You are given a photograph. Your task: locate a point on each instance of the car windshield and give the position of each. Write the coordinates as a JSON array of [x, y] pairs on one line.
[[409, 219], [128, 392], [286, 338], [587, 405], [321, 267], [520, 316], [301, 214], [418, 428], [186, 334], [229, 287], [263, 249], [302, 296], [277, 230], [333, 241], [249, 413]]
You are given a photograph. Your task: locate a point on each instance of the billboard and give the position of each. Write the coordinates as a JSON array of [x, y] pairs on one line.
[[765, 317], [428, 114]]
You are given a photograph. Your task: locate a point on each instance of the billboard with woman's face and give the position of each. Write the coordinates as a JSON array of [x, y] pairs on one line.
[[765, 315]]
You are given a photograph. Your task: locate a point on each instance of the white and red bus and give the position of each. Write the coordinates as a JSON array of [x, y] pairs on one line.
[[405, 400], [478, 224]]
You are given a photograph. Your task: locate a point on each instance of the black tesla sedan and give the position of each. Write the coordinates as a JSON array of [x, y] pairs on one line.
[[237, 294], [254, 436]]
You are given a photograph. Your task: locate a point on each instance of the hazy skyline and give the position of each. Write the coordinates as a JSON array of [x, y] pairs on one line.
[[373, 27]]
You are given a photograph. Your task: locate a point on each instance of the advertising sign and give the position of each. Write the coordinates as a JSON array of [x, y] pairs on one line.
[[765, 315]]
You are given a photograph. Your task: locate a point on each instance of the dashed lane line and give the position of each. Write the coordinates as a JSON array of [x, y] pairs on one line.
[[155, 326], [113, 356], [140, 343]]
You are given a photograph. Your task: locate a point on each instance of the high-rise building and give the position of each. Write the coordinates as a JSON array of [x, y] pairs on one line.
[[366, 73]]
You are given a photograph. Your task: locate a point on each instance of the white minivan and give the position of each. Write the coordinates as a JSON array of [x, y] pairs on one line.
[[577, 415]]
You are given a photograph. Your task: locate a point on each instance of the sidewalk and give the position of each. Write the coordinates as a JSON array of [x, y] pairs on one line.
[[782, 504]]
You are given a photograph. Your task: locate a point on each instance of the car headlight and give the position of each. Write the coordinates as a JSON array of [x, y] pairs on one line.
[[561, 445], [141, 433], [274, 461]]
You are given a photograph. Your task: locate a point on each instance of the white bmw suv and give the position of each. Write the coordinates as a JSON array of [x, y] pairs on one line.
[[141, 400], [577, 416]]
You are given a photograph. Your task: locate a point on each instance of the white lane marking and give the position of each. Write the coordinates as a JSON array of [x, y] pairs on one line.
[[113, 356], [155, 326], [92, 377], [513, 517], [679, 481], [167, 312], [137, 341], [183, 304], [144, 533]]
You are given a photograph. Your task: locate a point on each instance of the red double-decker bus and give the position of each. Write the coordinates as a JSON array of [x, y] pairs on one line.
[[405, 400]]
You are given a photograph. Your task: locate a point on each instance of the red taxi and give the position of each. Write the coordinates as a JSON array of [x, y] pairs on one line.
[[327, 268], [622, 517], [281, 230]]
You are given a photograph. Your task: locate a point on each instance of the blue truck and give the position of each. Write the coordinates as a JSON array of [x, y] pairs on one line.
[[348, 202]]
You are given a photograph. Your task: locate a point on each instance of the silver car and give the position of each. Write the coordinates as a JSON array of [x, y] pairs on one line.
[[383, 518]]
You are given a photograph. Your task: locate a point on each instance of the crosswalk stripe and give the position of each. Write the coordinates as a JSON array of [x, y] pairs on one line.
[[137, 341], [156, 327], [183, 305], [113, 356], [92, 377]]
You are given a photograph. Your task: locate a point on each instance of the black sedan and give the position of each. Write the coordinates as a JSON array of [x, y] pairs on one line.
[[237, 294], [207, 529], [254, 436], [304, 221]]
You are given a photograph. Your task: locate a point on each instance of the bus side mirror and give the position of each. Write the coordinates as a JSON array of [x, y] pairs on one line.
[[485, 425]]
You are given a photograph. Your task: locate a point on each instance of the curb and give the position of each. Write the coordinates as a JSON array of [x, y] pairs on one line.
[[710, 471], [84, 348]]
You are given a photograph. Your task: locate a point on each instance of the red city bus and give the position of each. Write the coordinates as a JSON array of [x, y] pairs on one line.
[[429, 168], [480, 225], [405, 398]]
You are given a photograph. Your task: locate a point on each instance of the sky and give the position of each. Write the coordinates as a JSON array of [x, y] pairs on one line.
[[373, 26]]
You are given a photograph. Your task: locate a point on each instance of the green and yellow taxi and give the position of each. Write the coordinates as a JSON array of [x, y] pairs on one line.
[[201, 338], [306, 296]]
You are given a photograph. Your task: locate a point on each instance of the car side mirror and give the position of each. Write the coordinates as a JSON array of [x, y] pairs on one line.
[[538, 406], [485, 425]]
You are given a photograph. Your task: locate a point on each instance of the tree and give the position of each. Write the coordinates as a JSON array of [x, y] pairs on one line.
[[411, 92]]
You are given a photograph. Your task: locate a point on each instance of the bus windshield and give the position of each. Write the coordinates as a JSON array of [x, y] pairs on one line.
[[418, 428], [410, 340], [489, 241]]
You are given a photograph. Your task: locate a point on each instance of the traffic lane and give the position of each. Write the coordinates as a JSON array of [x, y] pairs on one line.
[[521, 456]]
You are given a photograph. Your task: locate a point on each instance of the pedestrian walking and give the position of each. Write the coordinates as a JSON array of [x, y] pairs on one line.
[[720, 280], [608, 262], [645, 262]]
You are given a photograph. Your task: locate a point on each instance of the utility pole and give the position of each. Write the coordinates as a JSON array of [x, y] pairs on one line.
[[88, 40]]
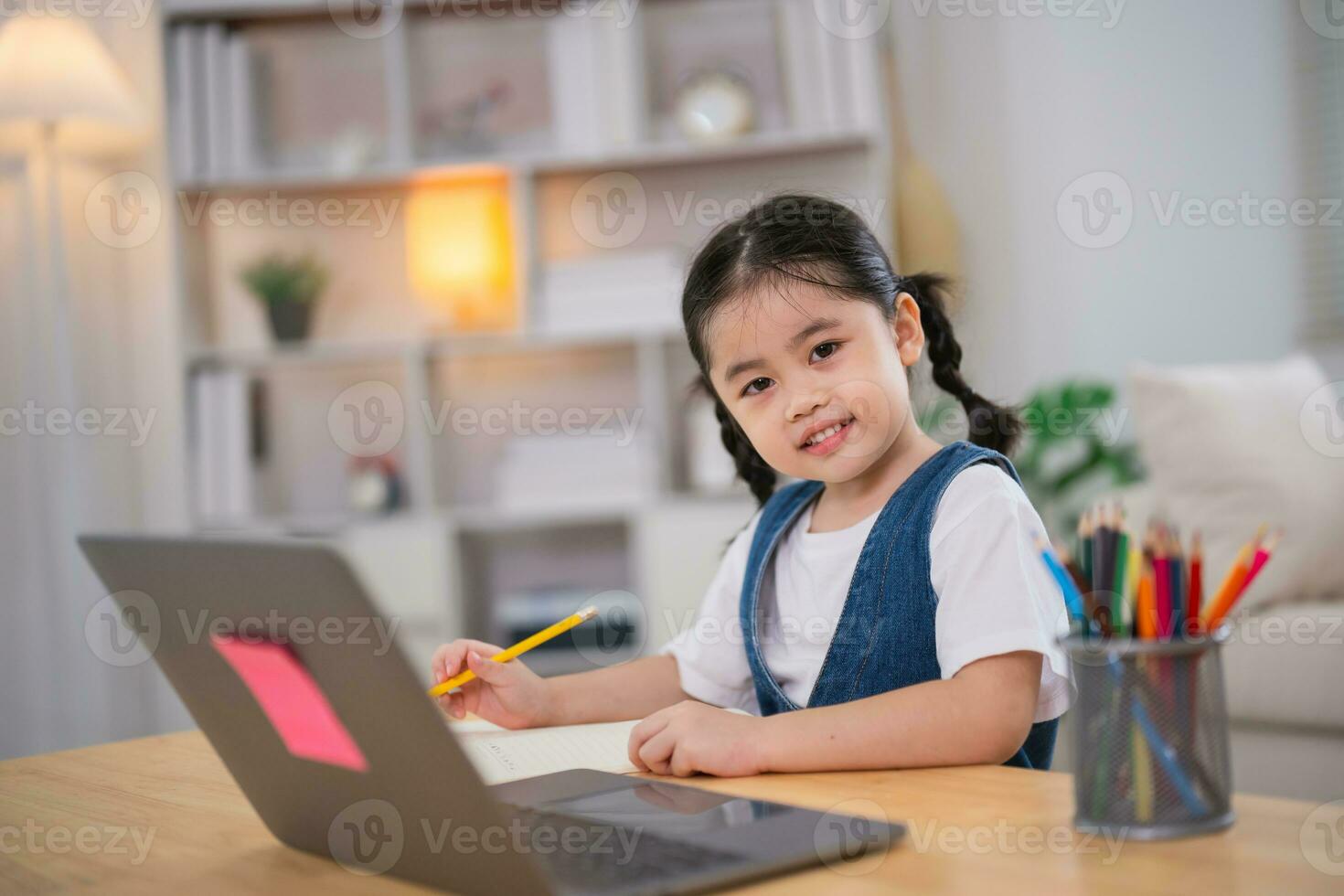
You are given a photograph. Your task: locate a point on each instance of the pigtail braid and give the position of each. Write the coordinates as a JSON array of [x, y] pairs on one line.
══════════════════════════════
Reproduce the listing above with each "photograph" replaced by "image", keeping everything else unchanged, and leave the pictures out.

You are given a image. Your task: locate a point on each instance of the car windshield and give the position of each. Write the coordinates as a JSON array of [x, y] pairs on one line.
[[409, 219], [128, 392], [286, 338], [587, 405], [321, 267], [520, 316], [301, 214], [418, 428], [186, 334], [229, 287], [263, 249], [302, 296], [277, 230], [333, 241], [249, 413]]
You are given a image. Your task: locate a point on each instance of the billboard and give the position of each. Write the coordinates as a JSON array of [x, y] pairs on one line.
[[765, 317], [428, 114]]
You are given a image. Your task: locate a point on each instance of the billboard with woman's face and give the position of each. Write the coordinates as a JSON array of [x, y] pairs on one line.
[[765, 315]]
You are given a image. Your task: locate a point on each instance of the white and red bus and give the position of each. Write the coordinates as a JSON array of [x, y] pairs on one line.
[[405, 400], [478, 224]]
You are given a image. Your task: locate a point on each instance of the black tesla sedan and give the position of each. Write the coordinates as a JSON array of [x, y] pairs on one line.
[[237, 294], [254, 436]]
You are given a image. Your task: locate a point on each instance of the hazy skyline and give the position of each. Write the coordinates as a JSON array of [x, y] pairs on one line.
[[373, 27]]
You are given a image. Your task: locate a point on each instance of the advertising sign and give the position of each. Write the coordinates as a JSON array of [x, y] pairs on one line.
[[765, 315]]
You are given a image. Your task: locate a point on each instance of the dashed lane line and give the position of each. Write the coordinates as a JSON array of [x, y] pairs on one line.
[[155, 326], [113, 356], [140, 343]]
You are given a image. Your task: locate a point on each instance of the high-rise building and give the position of each. Write the coordinates as a JSON array of [x, y] pairs on one line.
[[366, 73]]
You are given a image. Your task: locate a point on each instance of the white minivan and give the position of each. Write the coordinates as a JSON array of [x, y] pairs on one line.
[[577, 415]]
You are given a image. Your task: locate a point on each instance of the sidewalk and give the position of each. Write the coordinates as a JSON array of [x, y] pairs on one line.
[[782, 504]]
You are given a image. Your task: locate a point on each instance of the car headlight and give the position of each. Write the coordinates as a JSON array of [x, y] pairs on one line.
[[561, 445], [141, 433], [274, 461]]
You are given a image. Your task: locate a point on each instance of the white bmw suv and give the position of each. Write the coordinates as a JSON array of [x, y] pairs on one line.
[[141, 400], [577, 416]]
You are given a image. Your task: locate a point on each instance of the white lane marking and give the position of each. Write the coordinates as a JSON array of [x, y] pairs on one line.
[[113, 356], [155, 326], [92, 377], [513, 517], [679, 481], [167, 312], [137, 341], [183, 304], [144, 533]]
You are given a image. Your task: locate a point on each instance of the red double-decker bus and give the position of each. Write the coordinates as a JSON array of [x, y] pairs on one line.
[[405, 400]]
You are given a image. Your task: locate a point on each instance of the red taxi and give the position of each. Write the coordinates as a JSON array of [x, y] pairs on one line.
[[327, 268], [622, 517], [281, 230]]
You are given a image. Your task: locate a point on each instance of the blue truck and give the position of each. Write the coordinates as a JSON array of [x, y] pairs on one line.
[[348, 202]]
You are given a image. Your task: locate a point on each instance of the silver car and give the position of each. Write the coordinates as a JSON array of [x, y] pairs on one line.
[[383, 518]]
You are given a image. Your task: locate a point on each instance of the crosswalk stripe and give the position of each. Write the coordinates as a JSON array of [x, y] pairs on one line.
[[137, 341], [156, 327], [183, 305], [113, 356], [92, 377]]
You are given a image. Your task: locate a point on each instance of the black sedan and give the position of each. Write the coordinates as a JSON array of [x, y] pairs on one line.
[[237, 294], [207, 529], [254, 436], [304, 221]]
You are given a image. Your task: locate a point on each instance of the bus side mirror and give the position of each. Write the coordinates as a JSON array of [x, y] pairs on one line.
[[485, 425]]
You are given a image. Your task: locate a point on each instance of the curb and give the position of each. Write the coordinates as a JSON array of [x, y] pairs on one line.
[[710, 471], [84, 348]]
You are given a image. Your task: locate a point on each instance of the red city bus and give the position of each. Write the coordinates as a JSON array of [x, y] pairs on one line.
[[429, 168], [480, 225], [405, 398]]
You are given a image. Your task: locate a point on each instance of the sky and give the position of each. Write the coordinates as a JSON array of [x, y] pairs on one line.
[[373, 26]]
You are given a image. Your task: locate a point on each instance of the green and yellow taxi and give the position of each. Write the coordinates as a JSON array of [x, y] pairs on one line.
[[201, 338], [306, 296]]
You are given a image. Your task: locate a point on each instance of the car side mirror and give the position of each. Write the coordinates as a JSON array of [x, y] pairs on one line.
[[538, 406], [485, 425]]
You are given a image. Your task: locate a point on each instance of the tree and give the position of each. Write the coordinates as a JSON array of [x, y] pairs on one line.
[[411, 92]]
You are given a image. Your task: locate a point on each instance of the bus windshield and give the position of each. Write the coordinates as a JSON array of [x, y] pairs on one line.
[[418, 428], [410, 340], [489, 241]]
You are given a image. Your task: locate a point on each instance of the traffic lane and give the position of each. Write the coordinates as a JSON array of [x, y] pairs on one line.
[[521, 456]]
You are given a image. Your task: locate a point on each instance of the pedestrian walking and give the position of each. Write the coordinates as a JSON array of [x, y] pairs on one line.
[[720, 280], [608, 262], [645, 262]]
You are given a image. Your task: locate a point on each instance of the utility pole and give the position of each. Write the coordinates as a JSON array of [x, y] pairs on one line.
[[88, 40]]
You are given a image. Your task: locate a point on each instance of the pigtail braid and give the position of each. Write the coordinates as a JSON array of [x, y] pairs on one line.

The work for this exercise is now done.